AUFGABE: Übersetze diesen Satz aus dem Seitentext ins Englische: „Zwischen Politik und Realität klaffen oft Widersprüche, denn was die Politikerinnen und Politiker wünschen, muss natürlich auch bezahlbar sein.“

SEITENTEXT:

Standpunkt

„Grenzüberschreitender Nahverkehr: Wer soll das bezahlen?“

Grenzüberschreitender Nahverkehr: Wer soll das bezahlen?

Grenzüberschreitender Nahverkehr: Wer soll das bezahlen?

Paul Sehstedt
Apenrade/Aabenraa
Zuletzt aktualisiert um:

Diesen Artikel vorlesen lassen.

Das Grenzland ist dünn besiedelt. Für Verkehrsunternehmen ist eine hohe Taktung nicht lukrativ, meint Paul Sehstedt in einem Standpunkt. Damit müsse man sich abfinden, und damit müsse man arbeiten. Denn der ÖPNV ist und bleibt eine Art Sozialhilfe aus öffentlicher Hand.

Zwischen Politik und Realität klaffen oft Widersprüche, denn was die Politikerinnen und Politiker wünschen, muss natürlich auch bezahlbar sein. Der grenzüberschreitende öffentliche Personen-Nahverkehr (ÖPNV) ist ein solcher Fall.

Besonders im Bereich Bahn werden Schreckensszenarien in den Raum gestellt, die sich mit den wirklichen Gegenseiten nicht verbinden lassen, außer die Politik ist gewillt, Millionen an Fördergeldern (Steuergeldern) in den Sand zu setzen.

Bis zur Fertigstellung des Fehmarnbelttunnels und der Wiederaufnahme des Schienenverkehrs auf der Vogelfluglinie Hamburg-Kopenhagen, voraussichtlich 2029, fahren die Züge durch Nordschleswig. Im Zwei-Stunden-Takt ist Flensburg jetzt noch von morgens bis abends so mit Dänemark verbunden, doch das ändert sich logischerweise ab 2029.

BEREITGESTELLTE DATEN:
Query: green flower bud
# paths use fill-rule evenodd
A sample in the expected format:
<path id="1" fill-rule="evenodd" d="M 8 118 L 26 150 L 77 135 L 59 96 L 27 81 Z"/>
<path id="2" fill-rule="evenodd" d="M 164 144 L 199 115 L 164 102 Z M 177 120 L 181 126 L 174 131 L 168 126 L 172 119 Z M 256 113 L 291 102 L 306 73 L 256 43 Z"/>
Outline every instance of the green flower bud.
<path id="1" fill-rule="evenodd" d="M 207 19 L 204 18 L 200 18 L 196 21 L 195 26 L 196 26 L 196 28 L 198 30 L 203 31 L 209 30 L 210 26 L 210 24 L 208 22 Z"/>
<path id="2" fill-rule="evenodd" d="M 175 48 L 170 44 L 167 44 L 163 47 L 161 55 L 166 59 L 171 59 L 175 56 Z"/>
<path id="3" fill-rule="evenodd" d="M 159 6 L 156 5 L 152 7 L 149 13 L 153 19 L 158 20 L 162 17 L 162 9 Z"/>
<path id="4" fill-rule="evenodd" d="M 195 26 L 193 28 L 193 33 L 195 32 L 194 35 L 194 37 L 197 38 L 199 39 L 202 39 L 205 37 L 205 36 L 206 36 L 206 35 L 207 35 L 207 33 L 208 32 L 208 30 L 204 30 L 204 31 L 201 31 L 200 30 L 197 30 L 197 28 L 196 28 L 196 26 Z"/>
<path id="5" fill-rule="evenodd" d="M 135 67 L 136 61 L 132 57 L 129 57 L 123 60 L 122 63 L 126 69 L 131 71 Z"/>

ENDERGEBNIS: There are often glaring contradictions between politics and reality, because what politicians want naturally also has to be affordable.